● Goal
Print each record below word for word, keeping the original order.

● Excerpted data
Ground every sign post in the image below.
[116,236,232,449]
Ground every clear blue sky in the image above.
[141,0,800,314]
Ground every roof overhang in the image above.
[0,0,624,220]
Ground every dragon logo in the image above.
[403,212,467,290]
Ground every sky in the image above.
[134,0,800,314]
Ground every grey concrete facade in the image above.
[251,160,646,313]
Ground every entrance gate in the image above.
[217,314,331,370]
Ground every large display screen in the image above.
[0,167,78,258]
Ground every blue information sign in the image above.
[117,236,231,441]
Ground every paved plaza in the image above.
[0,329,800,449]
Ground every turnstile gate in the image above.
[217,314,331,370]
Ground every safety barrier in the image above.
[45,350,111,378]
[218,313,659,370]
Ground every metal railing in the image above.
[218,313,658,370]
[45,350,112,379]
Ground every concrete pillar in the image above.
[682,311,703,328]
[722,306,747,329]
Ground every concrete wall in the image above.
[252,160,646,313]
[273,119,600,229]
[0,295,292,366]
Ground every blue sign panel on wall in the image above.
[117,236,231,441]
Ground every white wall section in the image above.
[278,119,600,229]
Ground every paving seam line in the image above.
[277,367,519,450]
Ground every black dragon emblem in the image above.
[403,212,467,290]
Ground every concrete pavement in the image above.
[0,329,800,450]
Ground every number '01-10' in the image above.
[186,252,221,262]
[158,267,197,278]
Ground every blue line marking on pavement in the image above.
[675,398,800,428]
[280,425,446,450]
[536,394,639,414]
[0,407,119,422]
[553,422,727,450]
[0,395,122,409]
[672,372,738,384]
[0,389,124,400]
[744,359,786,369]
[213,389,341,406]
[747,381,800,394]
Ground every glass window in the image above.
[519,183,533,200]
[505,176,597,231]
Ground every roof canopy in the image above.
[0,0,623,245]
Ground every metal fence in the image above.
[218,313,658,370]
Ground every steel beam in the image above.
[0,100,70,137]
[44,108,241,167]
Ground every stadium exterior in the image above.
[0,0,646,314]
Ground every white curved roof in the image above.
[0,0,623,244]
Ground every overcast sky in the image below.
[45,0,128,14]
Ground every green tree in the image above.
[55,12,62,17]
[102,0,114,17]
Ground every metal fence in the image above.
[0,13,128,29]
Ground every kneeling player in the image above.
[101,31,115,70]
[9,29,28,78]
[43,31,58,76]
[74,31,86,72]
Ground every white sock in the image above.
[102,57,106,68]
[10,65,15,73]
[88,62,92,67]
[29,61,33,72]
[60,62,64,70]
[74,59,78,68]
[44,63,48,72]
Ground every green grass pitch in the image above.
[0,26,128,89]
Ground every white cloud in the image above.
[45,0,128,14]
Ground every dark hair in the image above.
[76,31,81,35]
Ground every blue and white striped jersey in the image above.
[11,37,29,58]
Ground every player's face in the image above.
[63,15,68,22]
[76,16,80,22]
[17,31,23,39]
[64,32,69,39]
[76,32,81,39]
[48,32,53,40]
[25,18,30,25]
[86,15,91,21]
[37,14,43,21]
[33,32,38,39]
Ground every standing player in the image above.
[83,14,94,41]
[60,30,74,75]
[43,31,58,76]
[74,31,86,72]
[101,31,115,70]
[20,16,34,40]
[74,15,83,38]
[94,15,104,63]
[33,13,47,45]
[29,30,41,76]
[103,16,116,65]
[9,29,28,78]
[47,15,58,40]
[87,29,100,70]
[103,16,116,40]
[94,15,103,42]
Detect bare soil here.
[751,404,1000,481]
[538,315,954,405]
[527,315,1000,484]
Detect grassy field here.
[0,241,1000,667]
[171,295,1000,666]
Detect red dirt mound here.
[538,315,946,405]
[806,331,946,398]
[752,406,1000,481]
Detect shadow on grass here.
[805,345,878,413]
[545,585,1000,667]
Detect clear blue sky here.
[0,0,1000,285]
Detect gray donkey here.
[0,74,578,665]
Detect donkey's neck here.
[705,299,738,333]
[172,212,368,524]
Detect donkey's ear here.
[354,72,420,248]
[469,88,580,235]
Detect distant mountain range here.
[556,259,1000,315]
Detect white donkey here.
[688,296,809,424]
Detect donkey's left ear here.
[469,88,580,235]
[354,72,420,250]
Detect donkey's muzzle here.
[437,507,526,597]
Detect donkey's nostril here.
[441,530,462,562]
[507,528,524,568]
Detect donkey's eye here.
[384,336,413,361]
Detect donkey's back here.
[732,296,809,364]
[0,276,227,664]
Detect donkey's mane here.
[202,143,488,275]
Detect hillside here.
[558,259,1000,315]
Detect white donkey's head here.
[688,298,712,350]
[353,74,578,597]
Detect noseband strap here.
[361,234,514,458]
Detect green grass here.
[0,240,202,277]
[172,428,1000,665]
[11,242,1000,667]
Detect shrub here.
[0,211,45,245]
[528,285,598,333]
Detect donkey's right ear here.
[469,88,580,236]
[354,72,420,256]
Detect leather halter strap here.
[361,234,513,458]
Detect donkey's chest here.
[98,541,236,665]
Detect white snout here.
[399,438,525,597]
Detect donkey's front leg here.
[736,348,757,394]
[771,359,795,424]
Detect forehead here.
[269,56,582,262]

● Written response
Ground every sign post in the image below.
[116,236,232,449]
Ground every clear blue sky in the image above.
[141,0,800,314]
Ground every roof overhang in the image above.
[0,0,624,220]
Ground every dragon logo in the image above.
[403,212,467,290]
Ground every sky in the image above.
[134,0,800,314]
Ground every grey concrete facade in the image above.
[251,160,646,313]
Ground every entrance gate in the image above.
[217,314,331,370]
Ground every large display screen in the image above.
[0,167,78,258]
Ground every blue information sign in the image above.
[117,236,231,441]
Ground every paved plaza in the image above.
[0,329,800,449]
Ground every turnstile gate in the image above.
[217,314,331,370]
Ground every safety barrier in the image above.
[45,350,111,378]
[218,313,659,370]
Ground every metal railing in the image above.
[218,313,658,370]
[45,350,112,379]
Ground every concrete pillar in the image above.
[682,311,703,328]
[722,306,747,329]
Ground every concrete wall in the image above.
[252,160,646,313]
[273,119,600,229]
[0,295,292,366]
Ground every blue sign panel on wall in the image above.
[117,236,231,441]
Ground every white wall section in the image above.
[278,119,600,229]
Ground every paving seam line in the image above.
[277,367,519,450]
Ground every black dragon emblem in the image above.
[403,212,467,290]
Ground every concrete pavement in the image above.
[0,329,800,450]
Ground every number '01-10' in the image above.
[186,252,221,262]
[158,267,197,278]
Ground every blue line marking on pavement in the image above.
[675,398,800,428]
[280,425,446,450]
[536,394,639,414]
[0,407,119,422]
[553,422,727,450]
[0,395,122,409]
[672,372,738,384]
[0,389,124,400]
[744,359,786,369]
[213,389,341,406]
[747,381,800,394]
Ground every glass window in the image above.
[519,183,533,200]
[505,176,597,231]
Ground every roof canopy in the image above.
[0,0,623,245]
Ground every metal fence in the image above.
[218,313,658,370]
Ground every steel beam in the image above.
[0,100,70,137]
[44,108,241,167]
Ground every stadium exterior in the image above.
[0,0,646,314]
Ground every white curved roof in the image above.
[0,0,623,244]
Ground every overcast sky in the image below.
[45,0,128,14]
Ground every green tree in the image above.
[55,12,62,17]
[102,0,114,17]
Ground every metal fence in the image above.
[0,13,128,29]
Ground every kneeling player in the image above.
[101,31,115,70]
[9,29,28,78]
[43,31,58,76]
[74,31,86,72]
Ground every white sock in the image above.
[102,57,106,68]
[10,65,15,73]
[88,62,92,67]
[29,61,33,72]
[60,62,64,70]
[74,59,78,68]
[44,63,48,72]
Ground every green grass pitch in the image above.
[0,26,128,89]
Ground every white cloud in the image above.
[45,0,128,14]
Ground every dark hair in the image above.
[76,31,81,35]
Ground every blue and white striped jersey in the image above.
[11,37,29,58]
Ground every player's face in the image above.
[63,15,68,22]
[76,16,80,22]
[17,31,23,39]
[64,32,69,39]
[76,32,81,39]
[48,32,53,40]
[25,18,30,25]
[86,15,91,21]
[37,14,43,21]
[33,32,38,39]
Ground every standing player in the image above.
[83,14,94,41]
[60,30,74,75]
[43,31,58,76]
[74,31,86,72]
[101,31,115,70]
[20,16,34,40]
[74,15,83,38]
[94,15,104,63]
[33,13,47,45]
[29,30,41,76]
[103,16,116,65]
[9,29,28,78]
[47,15,58,40]
[87,29,100,70]
[103,16,116,40]
[94,15,103,42]
Detect bare soil here.
[751,404,1000,481]
[538,315,954,405]
[527,315,1000,484]
Detect grassy field here.
[0,241,1000,667]
[171,295,1000,666]
Detect red dirt mound here.
[538,315,946,405]
[806,331,946,398]
[752,406,1000,481]
Detect shadow on grass here.
[805,345,878,413]
[545,585,1000,667]
Detect clear blue sky here.
[0,0,1000,285]
Detect gray donkey here.
[0,74,578,665]
Detect donkey's neck here.
[705,299,738,333]
[172,212,368,524]
Detect donkey's ear here.
[354,72,420,248]
[469,88,580,235]
Detect distant mountain range here.
[556,259,1000,315]
Detect white donkey here.
[688,296,809,424]
Detect donkey's left ear here.
[469,88,580,235]
[354,72,420,250]
Detect donkey's muzzle here.
[437,507,526,597]
Detect donkey's nostril here.
[441,530,462,562]
[507,528,524,568]
Detect donkey's eye here.
[384,336,413,361]
Detect donkey's back here.
[732,296,809,364]
[0,276,227,664]
Detect donkey's mane here.
[202,143,488,275]
Detect hillside here.
[558,259,1000,315]
Detect white donkey's head here.
[688,298,712,350]
[353,74,578,597]
Detect noseband strap here.
[361,234,514,458]
Detect green grass here.
[0,240,202,277]
[172,428,1000,665]
[11,242,1000,667]
Detect shrub here.
[0,211,45,245]
[528,285,598,333]
Detect donkey's right ear here.
[469,88,580,236]
[354,72,420,256]
Detect leather halter strap here.
[361,234,513,458]
Detect donkey's chest here.
[98,541,236,665]
Detect white snout here.
[399,438,525,597]
Detect donkey's front leg here.
[736,348,757,394]
[771,359,795,424]
Detect forehead here.
[269,56,582,262]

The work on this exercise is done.